- _Task to complete_: Word for word, repeat every entry that appears below.

*** Opening Data ***

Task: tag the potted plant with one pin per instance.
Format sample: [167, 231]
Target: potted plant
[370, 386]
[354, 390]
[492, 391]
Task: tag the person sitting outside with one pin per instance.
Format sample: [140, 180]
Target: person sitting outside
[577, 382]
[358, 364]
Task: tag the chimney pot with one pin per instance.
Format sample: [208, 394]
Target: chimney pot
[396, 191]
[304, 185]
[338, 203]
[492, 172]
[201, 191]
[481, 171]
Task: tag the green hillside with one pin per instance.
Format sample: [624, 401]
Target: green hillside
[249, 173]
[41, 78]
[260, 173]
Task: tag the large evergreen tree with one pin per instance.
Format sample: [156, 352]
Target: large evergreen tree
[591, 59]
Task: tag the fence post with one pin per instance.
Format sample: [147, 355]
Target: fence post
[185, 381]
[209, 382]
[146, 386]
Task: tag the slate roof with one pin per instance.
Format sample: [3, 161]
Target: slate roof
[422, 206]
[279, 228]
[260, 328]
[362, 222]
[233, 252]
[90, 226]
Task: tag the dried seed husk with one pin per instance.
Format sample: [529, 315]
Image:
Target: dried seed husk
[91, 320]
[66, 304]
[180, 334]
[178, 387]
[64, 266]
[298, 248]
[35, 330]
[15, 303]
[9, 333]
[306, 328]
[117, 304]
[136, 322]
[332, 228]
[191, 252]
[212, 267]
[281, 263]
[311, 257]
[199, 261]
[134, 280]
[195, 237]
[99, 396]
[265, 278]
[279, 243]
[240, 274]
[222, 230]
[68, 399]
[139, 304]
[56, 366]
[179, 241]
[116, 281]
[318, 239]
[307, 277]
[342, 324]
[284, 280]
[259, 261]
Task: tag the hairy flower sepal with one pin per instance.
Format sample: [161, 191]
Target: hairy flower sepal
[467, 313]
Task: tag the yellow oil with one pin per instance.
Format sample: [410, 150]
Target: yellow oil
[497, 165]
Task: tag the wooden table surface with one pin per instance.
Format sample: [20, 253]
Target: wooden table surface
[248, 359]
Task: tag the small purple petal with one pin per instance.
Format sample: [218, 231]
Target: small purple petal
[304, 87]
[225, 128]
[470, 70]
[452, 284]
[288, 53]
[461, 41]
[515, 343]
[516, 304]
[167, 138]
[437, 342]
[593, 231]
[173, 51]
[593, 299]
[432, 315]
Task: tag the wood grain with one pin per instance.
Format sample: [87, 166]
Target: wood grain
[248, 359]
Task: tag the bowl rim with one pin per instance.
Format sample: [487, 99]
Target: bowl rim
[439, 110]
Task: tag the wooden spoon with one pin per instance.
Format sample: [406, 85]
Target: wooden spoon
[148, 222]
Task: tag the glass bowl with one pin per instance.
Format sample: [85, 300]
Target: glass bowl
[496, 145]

*** Closing Data ***

- _Exercise output_:
Task: tag the potted plant with one pin per instance.
Format sample: [167, 231]
Target: potted plant
[370, 386]
[354, 390]
[492, 391]
Task: tag the person sitting outside with one pin per instance.
Format sample: [140, 180]
Target: person sitting outside
[577, 382]
[358, 364]
Task: tag the chimney pot with one pin per instance.
Format sample: [208, 394]
Target: chimney pot
[396, 191]
[304, 185]
[338, 203]
[492, 172]
[201, 191]
[481, 171]
Task: tag the green hillside with one pin per instance.
Format sample: [624, 401]
Target: green hillside
[249, 173]
[41, 78]
[260, 173]
Task: tag the large evergreen tree with one pin per instance.
Format sample: [156, 352]
Target: large evergreen tree
[591, 59]
Task: tag the fence post with one pin per instance.
Format sample: [147, 355]
Target: fence post
[185, 381]
[209, 382]
[146, 386]
Task: tag the slate roof with one pin per instance.
Format sample: [3, 161]
Target: slate roof
[422, 206]
[279, 228]
[260, 328]
[362, 222]
[233, 252]
[90, 226]
Task: tag the dried seed husk with one pin per instance.
Format sample: [529, 315]
Image:
Target: dried seed husk
[91, 320]
[66, 304]
[180, 334]
[178, 387]
[64, 266]
[298, 248]
[35, 330]
[15, 303]
[9, 333]
[306, 328]
[117, 304]
[136, 322]
[332, 228]
[191, 252]
[212, 267]
[281, 263]
[311, 257]
[199, 261]
[134, 280]
[195, 237]
[99, 396]
[265, 278]
[279, 243]
[240, 274]
[222, 230]
[68, 399]
[139, 304]
[56, 366]
[179, 241]
[116, 281]
[318, 239]
[307, 277]
[342, 324]
[284, 280]
[259, 261]
Task: tag the hairy flower sepal with one pin per instance.
Format sample: [161, 191]
Target: hairy flower sepal
[467, 313]
Task: tag the yellow oil with one pin per instance.
Format sample: [410, 150]
Target: yellow oil
[497, 165]
Task: tag the wooden table surface with one pin per instance.
Format sample: [20, 253]
Target: wooden table surface
[248, 359]
Task: tag the small purple petal with one pin per instance.
Format sample: [218, 231]
Target: small purple petal
[304, 87]
[225, 128]
[470, 70]
[452, 284]
[288, 53]
[461, 41]
[515, 343]
[516, 304]
[167, 138]
[437, 342]
[593, 231]
[173, 51]
[593, 299]
[432, 315]
Task: tag the wood grain with one pin per instance.
Format sample: [87, 166]
Target: wood grain
[248, 359]
Task: tag the bowl rim with one pin per instance.
Format sample: [487, 99]
Target: bowl rim
[439, 110]
Task: tag the wooden spoon with one pin per instance.
Format sample: [406, 85]
Target: wooden spoon
[148, 222]
Task: tag the glass bowl with one pin per instance.
Format sample: [85, 300]
Target: glass bowl
[496, 145]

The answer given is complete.